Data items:
▼

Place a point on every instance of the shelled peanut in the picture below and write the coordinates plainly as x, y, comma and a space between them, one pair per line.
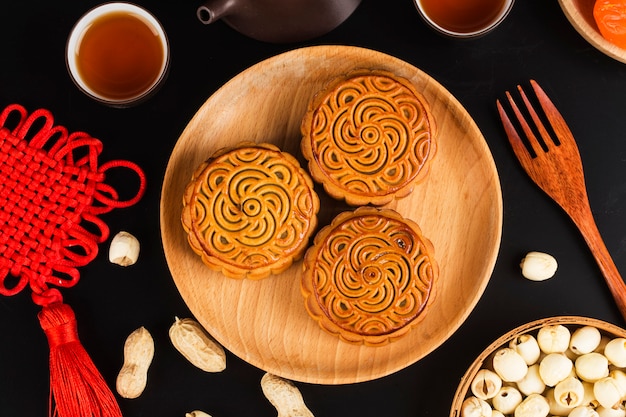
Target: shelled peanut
555, 371
138, 354
197, 346
284, 396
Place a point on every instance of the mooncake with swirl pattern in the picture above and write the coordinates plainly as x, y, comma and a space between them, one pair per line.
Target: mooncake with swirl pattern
368, 137
250, 210
369, 276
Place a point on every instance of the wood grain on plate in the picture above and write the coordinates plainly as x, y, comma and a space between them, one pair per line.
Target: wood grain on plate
458, 206
580, 15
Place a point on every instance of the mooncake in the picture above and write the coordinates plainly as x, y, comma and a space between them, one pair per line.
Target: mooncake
369, 276
250, 211
368, 137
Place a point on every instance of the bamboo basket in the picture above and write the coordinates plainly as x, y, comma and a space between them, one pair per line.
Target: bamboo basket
484, 359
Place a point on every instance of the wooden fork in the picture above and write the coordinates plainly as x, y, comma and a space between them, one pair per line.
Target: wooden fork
557, 169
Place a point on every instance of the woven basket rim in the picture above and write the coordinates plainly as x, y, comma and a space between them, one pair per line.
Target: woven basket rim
473, 369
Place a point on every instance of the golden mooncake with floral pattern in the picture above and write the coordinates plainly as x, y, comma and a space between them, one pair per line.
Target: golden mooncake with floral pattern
369, 276
368, 137
250, 211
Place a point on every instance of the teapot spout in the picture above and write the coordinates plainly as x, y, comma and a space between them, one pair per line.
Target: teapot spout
213, 10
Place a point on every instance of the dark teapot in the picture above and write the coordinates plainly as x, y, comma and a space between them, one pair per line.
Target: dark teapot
278, 21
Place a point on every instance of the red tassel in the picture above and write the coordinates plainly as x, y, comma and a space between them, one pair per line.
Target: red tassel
78, 389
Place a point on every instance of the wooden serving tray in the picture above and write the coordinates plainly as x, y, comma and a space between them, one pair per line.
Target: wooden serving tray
458, 207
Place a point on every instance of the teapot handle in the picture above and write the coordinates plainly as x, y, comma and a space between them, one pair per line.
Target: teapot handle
213, 10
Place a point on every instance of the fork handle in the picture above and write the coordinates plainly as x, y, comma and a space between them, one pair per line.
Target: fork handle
614, 280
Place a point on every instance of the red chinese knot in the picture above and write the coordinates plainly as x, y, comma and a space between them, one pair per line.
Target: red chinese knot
52, 191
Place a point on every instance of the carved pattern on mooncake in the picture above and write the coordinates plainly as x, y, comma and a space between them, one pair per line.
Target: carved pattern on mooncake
249, 211
368, 137
369, 276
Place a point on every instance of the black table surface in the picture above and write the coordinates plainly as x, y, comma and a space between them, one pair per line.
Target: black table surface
536, 41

▲

Aim:
Copy every row above line for line, without changing a character. Leave the pictures out of your copy.

Reply:
Place a point on every instance of the shelled peanut in the picture below and write the coordinates plainly as x, y, comma and a space between them, one pair per line.
Target: shelled peanut
555, 371
138, 354
197, 346
284, 396
Place a point on every instance of the mooncake with swirl pattern in the picture above and write the coordinates plainly as x, y, comma and a space between them, one pair per line.
Target: mooncake with swirl pattern
368, 137
250, 210
369, 276
Place a point on every instance of the wood grain on plate in the picture above and write the coordinates plainly as x, y, comma and a space between them, one pair per line.
Target: wood grain on plate
458, 206
580, 15
Place a point on every instance of the mooncake in the picture above and write the coordinates plainly as x, y, comma and a space between them, one pair per line.
Target: mooncake
369, 276
250, 211
368, 137
Place a point on every instance of the bamboo basket in the picture above and write the coordinates plainly as x, y, comma and a space between them, one pair per line.
Target: bamboo basket
484, 359
Place a point on every instance of the wooden fork in the picture above and write the coordinates plainly as x, y, comma and a space between them, one pair per line.
Target: wooden fork
557, 169
Place a point on every instance of the woven basket rim in the picture above and write the coordinates plainly as x, y, comma and a space between them, one pair per line.
Target: woven basket rim
473, 369
Place a point on every instance of the golden mooncake with floral pattern in the picture above and write the coordinates plainly as x, y, comma and a space between them, one pair per line.
Target: golden mooncake with floral pattern
369, 276
368, 137
250, 211
Place a point on every instance of the teapot spout in the picture above and write the coordinates plainly as x, y, comma and a space between them, one pair per line.
Target: teapot spout
213, 10
Place a point on every instance of the dark teapot in the picture above and write the coordinates plainly as x, y, comma and a space between them, one pair per line.
Target: dark teapot
278, 21
Place a point on every instance of the red tassel in the picture above and write the coordinates plainly as x, y, comma and a space between them, one pair per line.
Target: red tassel
78, 389
Place a point on every instance of the wooden serving tray in the picture above and write the coordinates plainly as x, y, comma and a space between them, one pair per line.
Target: wooden serving tray
458, 207
Place a point on every instance of the teapot handle in the picture above and write the coordinates plainly as x, y, comma and a space between them, one pair per line.
Target: teapot handle
213, 10
Place a point on every instance of the fork handle in the picture above and write the coordinates plainly as x, y, comma and a space between them, one pair per line.
Target: fork handle
614, 280
Place a point on every instance of the red chinese knot in the picture above and write the coordinates plainly as x, y, comma and a space between them, one pair per line.
Target: red chinese knot
52, 191
Place a point on every instance of the carved pattern on mooncake in the picture above and write the coordinates plainly as x, y, comma and a space between them, one pair per line.
Target: carved pattern on mooncake
249, 211
368, 137
369, 276
Place a point on every instance of the black table surface in the picture above and write the coordinates plainly as x, y, comma and a space between them, one pair per line.
Target: black table surface
536, 41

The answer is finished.